WHAT YOU SHOULD DO: Lay out every line of the rows below as a JSON list of strings, one string per line, leaving out any blank lines.

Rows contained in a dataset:
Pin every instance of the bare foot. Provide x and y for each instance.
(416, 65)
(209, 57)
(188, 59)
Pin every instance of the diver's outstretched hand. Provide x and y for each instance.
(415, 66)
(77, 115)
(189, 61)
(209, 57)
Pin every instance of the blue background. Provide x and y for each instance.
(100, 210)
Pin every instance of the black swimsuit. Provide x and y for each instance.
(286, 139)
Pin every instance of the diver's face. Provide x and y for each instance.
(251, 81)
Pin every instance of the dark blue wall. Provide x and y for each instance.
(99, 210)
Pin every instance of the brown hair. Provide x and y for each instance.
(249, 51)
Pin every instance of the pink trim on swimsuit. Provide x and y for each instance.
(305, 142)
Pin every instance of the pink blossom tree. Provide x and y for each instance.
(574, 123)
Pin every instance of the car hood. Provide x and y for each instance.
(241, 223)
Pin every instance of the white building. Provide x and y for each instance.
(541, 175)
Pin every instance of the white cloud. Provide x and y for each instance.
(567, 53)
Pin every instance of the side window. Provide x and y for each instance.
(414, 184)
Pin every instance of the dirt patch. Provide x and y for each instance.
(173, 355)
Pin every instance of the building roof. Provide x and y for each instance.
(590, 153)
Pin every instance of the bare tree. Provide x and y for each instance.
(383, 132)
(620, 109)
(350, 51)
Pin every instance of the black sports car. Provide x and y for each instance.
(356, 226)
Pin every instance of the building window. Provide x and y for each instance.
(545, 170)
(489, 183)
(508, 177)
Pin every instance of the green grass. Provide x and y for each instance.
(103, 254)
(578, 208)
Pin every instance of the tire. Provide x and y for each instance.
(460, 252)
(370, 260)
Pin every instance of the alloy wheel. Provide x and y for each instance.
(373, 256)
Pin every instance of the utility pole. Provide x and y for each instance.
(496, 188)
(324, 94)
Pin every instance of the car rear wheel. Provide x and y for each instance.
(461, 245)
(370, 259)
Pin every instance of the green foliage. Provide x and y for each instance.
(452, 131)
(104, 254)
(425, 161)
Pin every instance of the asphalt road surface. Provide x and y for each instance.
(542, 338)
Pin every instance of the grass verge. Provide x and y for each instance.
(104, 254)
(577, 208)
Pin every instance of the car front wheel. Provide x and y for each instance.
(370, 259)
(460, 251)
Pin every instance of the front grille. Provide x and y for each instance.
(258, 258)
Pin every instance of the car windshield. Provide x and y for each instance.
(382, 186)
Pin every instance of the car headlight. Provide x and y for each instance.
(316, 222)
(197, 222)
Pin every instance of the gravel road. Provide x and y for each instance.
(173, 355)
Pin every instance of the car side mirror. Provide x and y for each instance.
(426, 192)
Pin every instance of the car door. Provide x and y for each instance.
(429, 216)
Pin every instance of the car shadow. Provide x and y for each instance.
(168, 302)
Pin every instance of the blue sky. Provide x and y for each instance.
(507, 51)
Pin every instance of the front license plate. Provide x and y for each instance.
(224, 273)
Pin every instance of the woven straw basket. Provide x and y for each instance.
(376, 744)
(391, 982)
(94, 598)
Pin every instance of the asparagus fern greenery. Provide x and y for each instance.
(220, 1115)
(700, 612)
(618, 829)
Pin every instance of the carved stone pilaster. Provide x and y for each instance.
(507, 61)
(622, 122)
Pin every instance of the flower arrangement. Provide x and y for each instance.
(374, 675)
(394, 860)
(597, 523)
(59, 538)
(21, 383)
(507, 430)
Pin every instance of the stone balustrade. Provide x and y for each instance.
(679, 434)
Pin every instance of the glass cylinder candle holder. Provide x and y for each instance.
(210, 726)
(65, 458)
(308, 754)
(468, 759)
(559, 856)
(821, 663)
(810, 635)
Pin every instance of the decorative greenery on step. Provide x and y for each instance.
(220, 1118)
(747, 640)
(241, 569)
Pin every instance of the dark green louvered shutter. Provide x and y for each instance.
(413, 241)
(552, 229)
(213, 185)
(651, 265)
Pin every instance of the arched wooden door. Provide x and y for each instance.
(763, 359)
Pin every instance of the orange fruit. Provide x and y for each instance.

SOLUTION TO THIS EXERCISE:
[
  "Pin every instance of the bare foot. Provide x and y for each instance.",
  "(416, 65)",
  "(209, 57)",
  "(188, 59)",
  "Pin every instance of the diver's outstretched hand. Provide x and y for each instance.",
  "(415, 66)",
  "(77, 115)",
  "(189, 61)",
  "(209, 57)",
  "Pin every instance of the blue background. Provide x and y for each instance.",
  "(100, 210)",
  "Pin every instance of the black swimsuit. Provide x and y for each instance.",
  "(286, 139)",
  "Pin every instance of the diver's face. Provide x and y for each instance.",
  "(251, 81)",
  "Pin every instance of the dark blue wall. Provide x and y for each instance.",
  "(99, 210)",
  "Pin every instance of the brown hair. Provide x and y for each instance.",
  "(249, 51)",
  "Pin every instance of the pink trim on swimsuit. Provide x and y for each instance.",
  "(305, 142)",
  "Pin every instance of the pink blossom tree. Provide x and y for each instance.",
  "(574, 123)",
  "Pin every instance of the car hood. Provide x and y for each instance.",
  "(241, 223)",
  "Pin every instance of the white building. Provide x and y for each instance.",
  "(541, 175)",
  "Pin every instance of the white cloud. Provide x and y for each instance.",
  "(567, 53)",
  "Pin every instance of the side window. Provide x and y for each instance.",
  "(414, 184)",
  "Pin every instance of the dirt patch. Provide x and y for each instance.",
  "(173, 355)",
  "Pin every instance of the building roof. Provide x and y for each instance.",
  "(590, 153)",
  "Pin every instance of the bare tree. Provide x and y for each instance.",
  "(383, 132)",
  "(620, 109)",
  "(350, 51)",
  "Pin every instance of the black sports car. Provide x and y for each instance.",
  "(356, 226)",
  "Pin every instance of the building window. Provide x and y for each instance.",
  "(545, 170)",
  "(489, 183)",
  "(508, 177)",
  "Pin every instance of the green grass. Provide x and y for each instance.",
  "(103, 254)",
  "(578, 208)",
  "Pin every instance of the tire. Provide x and y for each instance.",
  "(460, 252)",
  "(370, 260)",
  "Pin every instance of the alloy wheel. Provide x and y for each instance.",
  "(373, 256)",
  "Pin every instance of the utility pole. Provide x and y for each instance.",
  "(496, 188)",
  "(324, 94)",
  "Pin every instance of the car rear wheel. Provide x and y for each instance.",
  "(461, 245)",
  "(370, 259)",
  "Pin every instance of the green foliage. Provide x and y for each instance.",
  "(452, 131)",
  "(104, 254)",
  "(425, 161)",
  "Pin every instance of the asphalt road surface. Provide x and y for each instance.",
  "(542, 338)",
  "Pin every instance of the grass verge. Provide x and y for each instance.",
  "(104, 254)",
  "(577, 208)",
  "Pin every instance of the car front wheel. Provide x and y for each instance.",
  "(370, 259)",
  "(460, 251)",
  "Pin every instance of the front grille. Provide x and y for each instance.",
  "(258, 258)",
  "Pin every instance of the car windshield. Provide x and y for each instance.",
  "(382, 186)",
  "Pin every instance of the car headlight. Provide x and y for each instance.",
  "(316, 222)",
  "(197, 222)",
  "Pin every instance of the gravel road. Provide x and y for each instance.",
  "(173, 355)",
  "Pin every instance of the car side mirror. Provide x and y for each instance.",
  "(426, 192)",
  "Pin every instance of the car door. Provide x and y for each instance.",
  "(429, 216)",
  "Pin every instance of the car shadow. Provide x and y for each instance.",
  "(168, 302)",
  "Pin every instance of the blue sky. Provide x and y for each instance.",
  "(507, 51)",
  "Pin every instance of the front license plate. Provide x and y for each instance.",
  "(224, 273)",
  "Pin every instance of the woven straw basket. Provide x and y for each instance.",
  "(376, 744)",
  "(391, 982)",
  "(94, 598)",
  "Pin every instance of the asparagus fern greenery. Provide x and y for each instance.",
  "(220, 1115)",
  "(700, 612)",
  "(618, 829)",
  "Pin every instance of the carved stone pilaster. Provide x and y for each instance.",
  "(507, 61)",
  "(622, 122)",
  "Pin every instance of the flower arrangement. Provide x and y for each instance.",
  "(374, 675)",
  "(394, 860)",
  "(597, 523)",
  "(59, 538)",
  "(21, 383)",
  "(507, 430)",
  "Pin every instance of the stone balustrade. Provide x and y for each instance.",
  "(679, 434)",
  "Pin every instance of the glass cylinder candle holder. Provide x and y for each instance.",
  "(210, 726)",
  "(65, 458)",
  "(308, 754)",
  "(468, 759)",
  "(559, 856)",
  "(821, 663)",
  "(810, 635)",
  "Pin every instance of the decorative greenery on step. Provide x and y for each instance.",
  "(220, 1118)",
  "(747, 640)",
  "(241, 569)",
  "Pin every instance of the dark green louvered shutter. Provide x and y for each instance.",
  "(413, 241)",
  "(552, 229)",
  "(213, 185)",
  "(651, 265)",
  "Pin every instance of the arched wooden door. Provide x and y for each instance.",
  "(763, 359)",
  "Pin every instance of the orange fruit. Provide x and y for each instance."
]